● JOB
Pick out every line of the records that contains the string "post", and copy each one. Case counts.

(Extracted data entries)

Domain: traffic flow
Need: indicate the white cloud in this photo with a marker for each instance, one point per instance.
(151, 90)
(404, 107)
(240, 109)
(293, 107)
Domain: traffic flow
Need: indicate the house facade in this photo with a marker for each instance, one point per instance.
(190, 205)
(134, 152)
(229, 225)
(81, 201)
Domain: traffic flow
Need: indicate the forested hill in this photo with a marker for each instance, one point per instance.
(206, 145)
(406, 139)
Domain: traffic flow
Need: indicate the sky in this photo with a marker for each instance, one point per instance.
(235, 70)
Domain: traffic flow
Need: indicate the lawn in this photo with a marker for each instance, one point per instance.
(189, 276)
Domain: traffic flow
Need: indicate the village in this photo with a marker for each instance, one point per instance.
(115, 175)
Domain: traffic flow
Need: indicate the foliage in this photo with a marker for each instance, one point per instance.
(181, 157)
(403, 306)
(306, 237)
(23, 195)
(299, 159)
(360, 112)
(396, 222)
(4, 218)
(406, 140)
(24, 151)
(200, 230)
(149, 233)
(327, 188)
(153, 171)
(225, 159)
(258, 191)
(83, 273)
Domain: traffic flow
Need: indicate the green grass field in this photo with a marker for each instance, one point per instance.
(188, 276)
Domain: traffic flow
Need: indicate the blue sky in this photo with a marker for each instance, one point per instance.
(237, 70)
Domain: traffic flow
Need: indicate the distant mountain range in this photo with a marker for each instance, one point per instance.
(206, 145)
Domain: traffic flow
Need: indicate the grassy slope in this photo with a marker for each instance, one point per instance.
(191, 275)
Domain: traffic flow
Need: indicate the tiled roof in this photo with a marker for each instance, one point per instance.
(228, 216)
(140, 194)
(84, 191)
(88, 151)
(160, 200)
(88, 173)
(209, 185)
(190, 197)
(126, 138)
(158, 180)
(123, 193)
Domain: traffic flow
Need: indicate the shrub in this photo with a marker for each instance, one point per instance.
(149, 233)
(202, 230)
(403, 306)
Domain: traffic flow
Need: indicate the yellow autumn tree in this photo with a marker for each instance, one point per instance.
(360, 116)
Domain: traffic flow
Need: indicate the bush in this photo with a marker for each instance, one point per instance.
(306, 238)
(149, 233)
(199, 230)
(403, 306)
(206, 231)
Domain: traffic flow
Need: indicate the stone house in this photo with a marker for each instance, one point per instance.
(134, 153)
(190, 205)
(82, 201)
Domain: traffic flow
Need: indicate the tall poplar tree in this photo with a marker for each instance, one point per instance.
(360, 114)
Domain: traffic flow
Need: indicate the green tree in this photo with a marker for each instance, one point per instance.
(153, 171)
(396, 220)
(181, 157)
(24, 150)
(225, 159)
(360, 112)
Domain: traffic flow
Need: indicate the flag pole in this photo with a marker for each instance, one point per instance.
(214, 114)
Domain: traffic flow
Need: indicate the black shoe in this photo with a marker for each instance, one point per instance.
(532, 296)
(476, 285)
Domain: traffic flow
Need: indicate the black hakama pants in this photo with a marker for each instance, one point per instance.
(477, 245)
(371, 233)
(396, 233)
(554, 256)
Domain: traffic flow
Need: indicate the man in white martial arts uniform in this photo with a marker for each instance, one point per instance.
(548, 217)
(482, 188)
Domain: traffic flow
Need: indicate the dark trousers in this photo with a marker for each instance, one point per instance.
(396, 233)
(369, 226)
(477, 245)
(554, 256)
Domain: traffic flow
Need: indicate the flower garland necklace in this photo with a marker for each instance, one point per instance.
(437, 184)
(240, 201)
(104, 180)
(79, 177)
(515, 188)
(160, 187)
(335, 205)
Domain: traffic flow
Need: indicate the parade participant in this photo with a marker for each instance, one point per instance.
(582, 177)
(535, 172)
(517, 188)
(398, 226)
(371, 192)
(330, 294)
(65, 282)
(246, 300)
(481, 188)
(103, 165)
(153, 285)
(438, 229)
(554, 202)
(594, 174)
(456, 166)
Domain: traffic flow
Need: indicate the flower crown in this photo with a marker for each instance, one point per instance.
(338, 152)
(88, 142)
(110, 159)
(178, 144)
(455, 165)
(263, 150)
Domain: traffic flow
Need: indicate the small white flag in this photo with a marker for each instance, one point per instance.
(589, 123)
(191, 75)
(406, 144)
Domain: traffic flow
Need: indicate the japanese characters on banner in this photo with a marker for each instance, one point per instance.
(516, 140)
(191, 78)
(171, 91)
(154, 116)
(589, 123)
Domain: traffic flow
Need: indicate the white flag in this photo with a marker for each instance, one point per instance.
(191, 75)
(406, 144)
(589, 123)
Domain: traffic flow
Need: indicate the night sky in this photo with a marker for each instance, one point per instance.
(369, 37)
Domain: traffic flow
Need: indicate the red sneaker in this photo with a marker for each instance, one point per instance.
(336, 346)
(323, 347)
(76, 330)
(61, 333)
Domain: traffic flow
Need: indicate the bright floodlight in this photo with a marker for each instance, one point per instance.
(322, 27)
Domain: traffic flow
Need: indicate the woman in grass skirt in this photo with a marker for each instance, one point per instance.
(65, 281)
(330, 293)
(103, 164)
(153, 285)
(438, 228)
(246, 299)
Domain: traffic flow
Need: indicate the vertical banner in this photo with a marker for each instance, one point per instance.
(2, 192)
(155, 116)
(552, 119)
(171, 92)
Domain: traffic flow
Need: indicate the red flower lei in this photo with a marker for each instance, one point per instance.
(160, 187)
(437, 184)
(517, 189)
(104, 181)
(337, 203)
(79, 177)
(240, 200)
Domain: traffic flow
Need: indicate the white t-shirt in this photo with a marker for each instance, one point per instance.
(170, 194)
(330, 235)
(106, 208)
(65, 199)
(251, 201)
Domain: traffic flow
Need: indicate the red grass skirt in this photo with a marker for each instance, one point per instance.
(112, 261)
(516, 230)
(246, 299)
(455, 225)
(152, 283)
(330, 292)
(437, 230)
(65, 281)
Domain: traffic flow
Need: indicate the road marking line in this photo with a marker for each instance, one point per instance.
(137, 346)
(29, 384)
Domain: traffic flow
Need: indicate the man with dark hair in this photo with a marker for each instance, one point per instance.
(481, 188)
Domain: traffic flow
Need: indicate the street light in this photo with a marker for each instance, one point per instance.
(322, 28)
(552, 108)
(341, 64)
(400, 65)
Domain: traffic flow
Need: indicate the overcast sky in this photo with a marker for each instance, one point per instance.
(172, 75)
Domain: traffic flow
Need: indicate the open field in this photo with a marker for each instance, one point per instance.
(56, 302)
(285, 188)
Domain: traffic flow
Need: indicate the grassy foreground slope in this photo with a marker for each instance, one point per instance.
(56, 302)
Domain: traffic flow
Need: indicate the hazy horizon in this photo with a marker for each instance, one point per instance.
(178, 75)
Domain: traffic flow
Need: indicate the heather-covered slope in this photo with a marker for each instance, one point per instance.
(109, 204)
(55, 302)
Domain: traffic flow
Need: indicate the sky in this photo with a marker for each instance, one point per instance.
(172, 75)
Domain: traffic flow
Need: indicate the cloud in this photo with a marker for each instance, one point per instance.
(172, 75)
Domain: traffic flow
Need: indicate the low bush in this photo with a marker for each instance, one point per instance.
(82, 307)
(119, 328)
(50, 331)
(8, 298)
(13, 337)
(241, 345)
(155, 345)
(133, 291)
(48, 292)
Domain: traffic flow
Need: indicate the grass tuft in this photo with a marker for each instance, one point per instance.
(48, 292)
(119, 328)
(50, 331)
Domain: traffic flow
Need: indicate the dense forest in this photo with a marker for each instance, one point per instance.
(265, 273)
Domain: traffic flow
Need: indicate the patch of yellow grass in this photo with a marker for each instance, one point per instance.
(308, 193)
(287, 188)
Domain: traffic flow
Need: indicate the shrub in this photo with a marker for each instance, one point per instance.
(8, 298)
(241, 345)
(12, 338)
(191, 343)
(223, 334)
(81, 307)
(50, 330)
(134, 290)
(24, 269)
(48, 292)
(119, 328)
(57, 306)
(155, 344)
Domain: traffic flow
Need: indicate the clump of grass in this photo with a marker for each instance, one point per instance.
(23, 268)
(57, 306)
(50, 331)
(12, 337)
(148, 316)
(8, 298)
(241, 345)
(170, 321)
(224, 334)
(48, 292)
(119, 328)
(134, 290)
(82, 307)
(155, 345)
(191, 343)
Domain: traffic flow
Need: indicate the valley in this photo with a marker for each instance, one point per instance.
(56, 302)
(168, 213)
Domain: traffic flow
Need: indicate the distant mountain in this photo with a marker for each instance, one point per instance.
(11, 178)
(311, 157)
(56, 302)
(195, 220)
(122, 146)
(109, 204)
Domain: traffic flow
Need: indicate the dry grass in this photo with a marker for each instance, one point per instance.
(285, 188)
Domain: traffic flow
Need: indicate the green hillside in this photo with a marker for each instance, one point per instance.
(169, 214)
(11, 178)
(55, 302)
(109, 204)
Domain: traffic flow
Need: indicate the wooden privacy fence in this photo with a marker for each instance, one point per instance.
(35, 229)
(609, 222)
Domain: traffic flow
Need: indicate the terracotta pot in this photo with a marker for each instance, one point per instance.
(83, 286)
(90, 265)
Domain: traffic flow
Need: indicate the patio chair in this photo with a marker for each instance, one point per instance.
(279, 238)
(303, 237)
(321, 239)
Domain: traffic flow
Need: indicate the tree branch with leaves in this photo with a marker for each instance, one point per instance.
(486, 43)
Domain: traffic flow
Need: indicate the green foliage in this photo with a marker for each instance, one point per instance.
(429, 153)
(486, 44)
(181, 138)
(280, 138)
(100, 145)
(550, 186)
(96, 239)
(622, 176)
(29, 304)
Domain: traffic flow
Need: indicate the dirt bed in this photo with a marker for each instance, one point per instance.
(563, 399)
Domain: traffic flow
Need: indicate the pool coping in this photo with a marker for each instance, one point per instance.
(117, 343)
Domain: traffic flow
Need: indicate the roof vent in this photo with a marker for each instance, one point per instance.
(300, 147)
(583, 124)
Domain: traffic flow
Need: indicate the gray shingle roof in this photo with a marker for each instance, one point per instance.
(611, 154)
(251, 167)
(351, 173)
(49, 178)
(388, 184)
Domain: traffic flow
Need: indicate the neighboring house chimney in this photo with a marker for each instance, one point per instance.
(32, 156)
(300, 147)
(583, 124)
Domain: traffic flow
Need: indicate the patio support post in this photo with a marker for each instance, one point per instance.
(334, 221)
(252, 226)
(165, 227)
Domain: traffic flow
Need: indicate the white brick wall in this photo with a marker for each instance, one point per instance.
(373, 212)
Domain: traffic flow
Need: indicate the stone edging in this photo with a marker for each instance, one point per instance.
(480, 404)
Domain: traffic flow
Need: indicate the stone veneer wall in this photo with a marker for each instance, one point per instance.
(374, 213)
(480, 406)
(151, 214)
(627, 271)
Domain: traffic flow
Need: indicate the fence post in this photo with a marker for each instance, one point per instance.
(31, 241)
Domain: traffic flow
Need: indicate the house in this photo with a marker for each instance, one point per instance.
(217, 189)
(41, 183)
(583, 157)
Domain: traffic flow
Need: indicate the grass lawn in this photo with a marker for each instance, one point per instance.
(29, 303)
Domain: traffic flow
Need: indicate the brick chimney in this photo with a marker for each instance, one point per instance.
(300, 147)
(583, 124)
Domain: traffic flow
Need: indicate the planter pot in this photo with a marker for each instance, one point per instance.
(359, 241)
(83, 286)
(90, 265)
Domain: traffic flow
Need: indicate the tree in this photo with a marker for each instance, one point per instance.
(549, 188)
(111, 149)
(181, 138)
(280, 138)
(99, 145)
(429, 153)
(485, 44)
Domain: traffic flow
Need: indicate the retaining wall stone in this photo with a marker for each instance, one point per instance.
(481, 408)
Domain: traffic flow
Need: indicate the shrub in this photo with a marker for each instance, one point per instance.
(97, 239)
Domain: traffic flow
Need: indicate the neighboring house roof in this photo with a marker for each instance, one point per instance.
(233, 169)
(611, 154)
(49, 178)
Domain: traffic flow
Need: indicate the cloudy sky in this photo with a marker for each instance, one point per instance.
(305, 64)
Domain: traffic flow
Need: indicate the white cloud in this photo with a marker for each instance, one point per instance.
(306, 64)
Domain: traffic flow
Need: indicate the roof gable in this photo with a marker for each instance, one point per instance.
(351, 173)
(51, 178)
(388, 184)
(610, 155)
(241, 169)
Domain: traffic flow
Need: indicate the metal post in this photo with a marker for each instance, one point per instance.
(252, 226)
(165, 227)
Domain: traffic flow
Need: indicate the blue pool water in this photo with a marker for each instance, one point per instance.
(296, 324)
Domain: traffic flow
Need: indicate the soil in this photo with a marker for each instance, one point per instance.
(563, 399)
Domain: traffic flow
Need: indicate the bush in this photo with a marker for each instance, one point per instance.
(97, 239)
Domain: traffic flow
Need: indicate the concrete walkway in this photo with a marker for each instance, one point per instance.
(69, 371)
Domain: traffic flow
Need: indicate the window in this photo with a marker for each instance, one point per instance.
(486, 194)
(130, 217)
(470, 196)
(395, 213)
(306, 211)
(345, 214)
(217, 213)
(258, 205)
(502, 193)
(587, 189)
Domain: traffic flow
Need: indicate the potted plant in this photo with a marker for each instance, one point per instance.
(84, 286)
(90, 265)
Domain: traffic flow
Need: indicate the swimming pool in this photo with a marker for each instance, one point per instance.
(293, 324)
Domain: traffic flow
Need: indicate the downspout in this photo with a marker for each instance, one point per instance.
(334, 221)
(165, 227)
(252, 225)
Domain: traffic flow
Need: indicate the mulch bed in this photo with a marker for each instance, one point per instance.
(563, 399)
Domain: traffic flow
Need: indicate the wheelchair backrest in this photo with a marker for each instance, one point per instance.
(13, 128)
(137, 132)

● ANSWER TO THIS PROBLEM
Need: indicate the patio support post in this photo with a marker for each instance, one point per instance.
Need: indicate the fence post in this photo with a marker for each instance, one point per instance.
Need: indicate the metal post in this photo with a marker for each instance, one point per instance.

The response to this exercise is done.